_PROBLEM TO WORK ON_
Retype every line of the records below exactly as they appear.

-- DATASET EXTRACT follows --

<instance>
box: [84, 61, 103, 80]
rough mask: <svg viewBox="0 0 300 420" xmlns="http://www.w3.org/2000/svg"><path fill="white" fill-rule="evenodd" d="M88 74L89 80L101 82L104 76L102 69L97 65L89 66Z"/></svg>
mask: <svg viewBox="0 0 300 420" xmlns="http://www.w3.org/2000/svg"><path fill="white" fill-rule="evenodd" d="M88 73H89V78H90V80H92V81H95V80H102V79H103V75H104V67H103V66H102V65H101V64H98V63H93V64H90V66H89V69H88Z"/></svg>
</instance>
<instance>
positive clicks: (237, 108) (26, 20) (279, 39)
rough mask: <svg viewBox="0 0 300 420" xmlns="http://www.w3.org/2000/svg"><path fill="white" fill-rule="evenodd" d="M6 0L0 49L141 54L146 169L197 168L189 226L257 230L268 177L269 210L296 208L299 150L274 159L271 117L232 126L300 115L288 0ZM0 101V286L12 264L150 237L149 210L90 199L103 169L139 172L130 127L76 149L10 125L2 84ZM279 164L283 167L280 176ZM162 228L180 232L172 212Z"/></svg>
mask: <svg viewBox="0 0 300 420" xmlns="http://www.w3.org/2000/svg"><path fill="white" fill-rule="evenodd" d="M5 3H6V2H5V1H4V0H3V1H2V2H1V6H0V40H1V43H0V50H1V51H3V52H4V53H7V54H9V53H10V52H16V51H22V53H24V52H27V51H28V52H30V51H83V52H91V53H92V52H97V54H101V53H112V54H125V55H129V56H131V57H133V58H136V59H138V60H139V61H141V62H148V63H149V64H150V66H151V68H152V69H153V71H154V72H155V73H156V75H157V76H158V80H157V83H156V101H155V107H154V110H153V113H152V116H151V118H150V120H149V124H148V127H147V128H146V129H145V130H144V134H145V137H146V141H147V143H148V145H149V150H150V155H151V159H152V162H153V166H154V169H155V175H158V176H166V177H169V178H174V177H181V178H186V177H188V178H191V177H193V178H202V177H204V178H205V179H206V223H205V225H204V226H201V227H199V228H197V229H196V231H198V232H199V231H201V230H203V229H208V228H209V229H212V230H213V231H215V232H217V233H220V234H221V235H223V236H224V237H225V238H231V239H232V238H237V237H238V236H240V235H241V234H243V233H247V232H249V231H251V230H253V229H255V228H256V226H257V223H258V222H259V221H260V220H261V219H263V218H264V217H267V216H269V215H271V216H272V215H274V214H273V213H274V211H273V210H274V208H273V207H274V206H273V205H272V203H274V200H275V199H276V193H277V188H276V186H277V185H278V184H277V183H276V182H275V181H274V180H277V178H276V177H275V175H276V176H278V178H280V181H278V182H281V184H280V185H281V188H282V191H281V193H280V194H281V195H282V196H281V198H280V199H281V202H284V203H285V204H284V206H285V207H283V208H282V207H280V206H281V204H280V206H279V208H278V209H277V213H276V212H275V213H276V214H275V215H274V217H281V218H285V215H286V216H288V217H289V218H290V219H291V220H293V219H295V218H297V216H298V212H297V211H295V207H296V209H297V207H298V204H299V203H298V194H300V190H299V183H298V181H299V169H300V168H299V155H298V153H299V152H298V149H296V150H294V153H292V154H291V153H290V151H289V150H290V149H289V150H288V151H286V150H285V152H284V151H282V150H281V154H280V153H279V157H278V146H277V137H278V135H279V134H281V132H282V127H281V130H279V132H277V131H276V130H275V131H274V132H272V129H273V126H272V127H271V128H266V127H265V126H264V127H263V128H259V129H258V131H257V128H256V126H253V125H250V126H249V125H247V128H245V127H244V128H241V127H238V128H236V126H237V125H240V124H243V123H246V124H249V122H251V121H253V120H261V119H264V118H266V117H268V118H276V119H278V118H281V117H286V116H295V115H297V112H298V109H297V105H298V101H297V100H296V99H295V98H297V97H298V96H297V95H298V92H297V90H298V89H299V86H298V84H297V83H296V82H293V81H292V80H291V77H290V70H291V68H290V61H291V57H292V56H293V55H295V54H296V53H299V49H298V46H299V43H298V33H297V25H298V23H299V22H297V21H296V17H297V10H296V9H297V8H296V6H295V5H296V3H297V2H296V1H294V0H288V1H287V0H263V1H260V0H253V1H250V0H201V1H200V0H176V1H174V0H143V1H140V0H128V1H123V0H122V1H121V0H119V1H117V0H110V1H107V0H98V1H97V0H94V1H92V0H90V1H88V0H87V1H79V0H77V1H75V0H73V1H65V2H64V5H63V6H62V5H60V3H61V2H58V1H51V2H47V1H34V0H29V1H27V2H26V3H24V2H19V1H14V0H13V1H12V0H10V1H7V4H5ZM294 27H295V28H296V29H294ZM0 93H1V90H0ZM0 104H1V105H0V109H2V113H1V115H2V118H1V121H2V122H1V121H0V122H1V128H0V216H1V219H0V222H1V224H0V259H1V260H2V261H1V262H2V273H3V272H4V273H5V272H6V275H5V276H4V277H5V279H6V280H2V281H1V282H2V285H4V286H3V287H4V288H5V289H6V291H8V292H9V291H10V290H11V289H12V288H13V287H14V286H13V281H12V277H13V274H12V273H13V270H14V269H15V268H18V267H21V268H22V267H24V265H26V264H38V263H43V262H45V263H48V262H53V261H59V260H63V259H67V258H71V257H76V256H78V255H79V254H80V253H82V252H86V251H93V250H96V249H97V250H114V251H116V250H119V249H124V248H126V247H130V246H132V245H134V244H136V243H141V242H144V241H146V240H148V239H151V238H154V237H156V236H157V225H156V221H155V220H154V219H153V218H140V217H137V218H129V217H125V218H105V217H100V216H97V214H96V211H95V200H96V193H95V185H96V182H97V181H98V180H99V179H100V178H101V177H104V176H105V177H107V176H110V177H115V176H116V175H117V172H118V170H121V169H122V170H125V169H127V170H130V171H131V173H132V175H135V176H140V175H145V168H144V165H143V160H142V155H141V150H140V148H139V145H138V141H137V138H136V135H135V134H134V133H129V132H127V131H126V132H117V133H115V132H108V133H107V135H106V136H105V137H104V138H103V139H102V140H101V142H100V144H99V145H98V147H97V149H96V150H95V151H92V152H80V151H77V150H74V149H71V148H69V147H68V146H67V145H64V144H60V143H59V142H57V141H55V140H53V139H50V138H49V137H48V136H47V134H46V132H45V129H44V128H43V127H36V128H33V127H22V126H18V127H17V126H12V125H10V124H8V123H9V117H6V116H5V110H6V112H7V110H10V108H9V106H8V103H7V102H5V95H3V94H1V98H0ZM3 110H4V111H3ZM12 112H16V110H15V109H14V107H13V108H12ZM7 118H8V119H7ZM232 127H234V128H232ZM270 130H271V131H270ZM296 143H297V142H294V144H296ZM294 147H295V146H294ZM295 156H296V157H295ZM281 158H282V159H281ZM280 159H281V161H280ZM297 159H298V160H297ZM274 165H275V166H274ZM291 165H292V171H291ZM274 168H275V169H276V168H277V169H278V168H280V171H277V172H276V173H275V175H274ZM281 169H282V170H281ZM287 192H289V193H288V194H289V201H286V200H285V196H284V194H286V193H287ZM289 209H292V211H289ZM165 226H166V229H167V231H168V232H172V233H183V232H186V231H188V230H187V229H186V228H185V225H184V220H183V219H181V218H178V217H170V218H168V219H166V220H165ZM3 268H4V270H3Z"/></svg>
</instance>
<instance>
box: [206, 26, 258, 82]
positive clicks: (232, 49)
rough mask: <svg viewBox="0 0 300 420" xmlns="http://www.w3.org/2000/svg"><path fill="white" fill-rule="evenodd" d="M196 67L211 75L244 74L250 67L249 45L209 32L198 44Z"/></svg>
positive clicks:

-- DATASET EXTRACT concluded --

_TASK RESPONSE_
<instance>
box: [84, 61, 103, 80]
rough mask: <svg viewBox="0 0 300 420" xmlns="http://www.w3.org/2000/svg"><path fill="white" fill-rule="evenodd" d="M88 74L89 80L101 82L104 76L102 69L97 65L89 66Z"/></svg>
mask: <svg viewBox="0 0 300 420" xmlns="http://www.w3.org/2000/svg"><path fill="white" fill-rule="evenodd" d="M88 73H89V78H90V80H92V81H95V80H102V79H103V75H104V67H103V66H102V65H101V64H98V63H93V64H90V66H89V69H88Z"/></svg>
</instance>
<instance>
positive clicks: (237, 108) (26, 20) (279, 39)
rough mask: <svg viewBox="0 0 300 420" xmlns="http://www.w3.org/2000/svg"><path fill="white" fill-rule="evenodd" d="M6 0L0 49L141 54L146 169L197 168L189 226L257 230L268 177L269 210L296 208L299 150L274 159L271 117L232 126L300 115L288 0ZM0 101V286L12 264L150 237L149 210L90 199L103 169L139 172L130 127L76 149L10 125L2 84ZM279 164L283 167L280 176ZM162 228L180 232L172 212Z"/></svg>
mask: <svg viewBox="0 0 300 420" xmlns="http://www.w3.org/2000/svg"><path fill="white" fill-rule="evenodd" d="M5 3H6V2H5V1H4V0H3V1H2V2H1V6H0V40H1V43H0V50H1V51H3V52H4V53H7V54H9V53H10V52H16V51H22V53H24V52H27V51H28V52H30V51H83V52H91V53H92V52H97V54H101V53H112V54H125V55H129V56H131V57H133V58H136V59H138V60H139V61H141V62H148V63H149V64H150V66H151V68H152V69H153V71H154V72H155V73H156V75H157V76H158V80H157V83H156V101H155V107H154V110H153V113H152V116H151V118H150V120H149V124H148V127H147V128H146V129H145V130H144V134H145V137H146V141H147V143H148V145H149V150H150V155H151V159H152V162H153V166H154V169H155V175H158V176H166V177H169V178H174V177H181V178H186V177H188V178H191V177H193V178H202V177H204V178H205V179H206V223H205V225H204V226H201V227H199V228H197V229H196V231H198V232H199V231H201V230H203V229H208V228H209V229H212V230H213V231H215V232H217V233H220V234H221V235H223V236H224V237H225V238H231V239H232V238H237V237H238V236H240V235H241V234H243V233H247V232H249V231H251V230H253V229H255V228H256V226H257V223H258V222H259V221H260V220H261V219H263V218H264V217H267V216H269V215H271V216H272V215H274V214H273V213H274V211H273V210H274V208H273V207H274V206H273V205H272V203H274V200H275V199H276V193H277V188H276V186H277V185H278V184H277V183H276V182H275V181H274V180H277V178H276V177H275V175H276V176H278V178H280V181H278V182H281V184H280V185H281V188H282V191H281V193H280V194H281V195H282V196H281V198H280V199H281V202H284V203H285V204H284V206H285V207H283V208H282V207H280V206H281V204H280V206H279V208H278V209H277V213H276V212H275V213H276V214H275V215H274V217H281V218H285V215H286V216H288V217H289V218H290V219H291V220H293V219H295V218H297V216H298V212H297V211H295V207H296V209H297V207H298V204H299V203H298V194H300V190H299V183H298V181H299V169H300V168H299V155H298V153H299V152H298V149H296V150H294V153H292V154H291V153H290V151H289V150H290V149H289V150H288V151H286V150H285V152H284V151H282V150H281V154H280V153H279V157H278V146H277V137H278V135H279V134H281V132H282V127H281V130H279V132H277V131H276V130H275V131H274V132H272V129H273V126H272V127H271V128H266V127H265V126H264V127H263V128H259V129H258V131H257V128H256V126H253V125H250V126H249V125H247V128H245V127H244V128H241V127H238V128H236V126H237V125H240V124H243V123H246V124H249V122H251V121H253V120H261V119H264V118H266V117H268V118H276V119H278V118H281V117H286V116H295V115H297V112H298V109H297V105H298V101H297V100H296V99H295V98H297V97H298V96H297V95H298V92H297V90H298V89H299V86H298V84H297V83H296V82H293V81H292V80H291V77H290V70H291V68H290V61H291V57H292V56H293V55H295V54H296V53H299V49H298V46H299V43H298V33H297V25H298V23H299V22H297V21H296V17H297V10H296V9H297V8H296V6H295V5H296V3H297V2H296V1H294V0H288V1H287V0H263V1H260V0H253V1H250V0H201V1H200V0H176V1H174V0H143V1H140V0H128V1H123V0H122V1H121V0H119V1H117V0H110V1H107V0H98V1H97V0H94V1H92V0H90V1H88V0H87V1H79V0H77V1H75V0H73V1H65V2H64V5H63V6H62V5H60V3H61V2H58V1H51V2H47V1H34V0H29V1H27V2H26V3H24V2H19V1H14V0H13V1H12V0H10V1H7V4H5ZM294 27H295V28H296V29H294ZM0 93H1V90H0ZM0 104H1V105H0V109H2V113H1V115H2V118H1V121H2V122H1V121H0V122H1V128H0V216H1V219H0V222H1V224H0V259H1V260H2V261H1V262H2V273H3V272H4V273H5V272H6V275H5V276H4V277H5V279H6V280H2V281H1V282H2V285H4V286H3V287H4V288H5V289H6V291H8V292H9V291H10V290H11V289H12V288H13V287H14V286H13V281H12V277H13V274H12V273H13V270H14V269H15V268H18V267H21V268H22V267H24V265H26V264H38V263H43V262H45V263H48V262H53V261H59V260H63V259H67V258H71V257H76V256H78V255H79V254H80V253H82V252H86V251H93V250H96V249H97V250H114V251H116V250H119V249H124V248H126V247H130V246H132V245H134V244H136V243H141V242H144V241H146V240H148V239H151V238H154V237H156V236H157V225H156V221H155V220H154V219H153V218H140V217H137V218H129V217H125V218H105V217H100V216H97V214H96V211H95V200H96V193H95V185H96V182H97V181H98V180H99V179H100V178H101V177H104V176H105V177H107V176H110V177H115V176H116V175H117V172H118V170H121V169H122V170H125V169H127V170H130V171H131V173H132V175H135V176H140V175H145V168H144V165H143V160H142V155H141V150H140V148H139V145H138V141H137V138H136V135H135V134H134V133H129V132H127V131H126V132H117V133H115V132H108V133H107V135H106V136H105V137H104V138H103V139H102V140H101V142H100V144H99V145H98V147H97V149H96V150H95V151H92V152H80V151H77V150H74V149H71V148H69V147H68V146H67V145H64V144H60V143H59V142H57V141H55V140H53V139H50V138H49V137H48V136H47V134H46V132H45V129H44V128H43V127H36V128H33V127H22V126H18V127H17V126H12V125H10V124H8V123H9V117H6V116H5V110H6V112H7V110H10V108H9V106H8V103H7V102H5V95H3V94H1V98H0ZM3 110H4V111H3ZM12 112H16V110H15V109H14V107H13V108H12ZM7 118H8V119H7ZM232 127H234V128H232ZM270 130H271V131H270ZM296 143H297V142H294V144H296ZM294 147H295V146H294ZM295 156H296V157H295ZM281 158H282V159H281ZM280 159H281V161H280ZM297 159H298V160H297ZM274 165H275V166H274ZM291 165H292V171H291ZM274 168H275V169H276V168H277V169H278V168H280V171H277V172H276V173H275V175H274ZM281 169H282V170H281ZM287 192H289V193H288V194H289V201H286V200H285V196H284V194H286V193H287ZM289 209H292V211H289ZM165 226H166V229H167V231H168V232H172V233H183V232H186V231H188V230H187V229H186V228H185V225H184V220H183V219H181V218H178V217H170V218H168V219H166V220H165ZM3 268H4V270H3Z"/></svg>
</instance>
<instance>
box: [206, 26, 258, 82]
positive clicks: (232, 49)
rough mask: <svg viewBox="0 0 300 420" xmlns="http://www.w3.org/2000/svg"><path fill="white" fill-rule="evenodd" d="M196 67L211 75L244 74L250 67L249 45L209 32L198 44Z"/></svg>
positive clicks:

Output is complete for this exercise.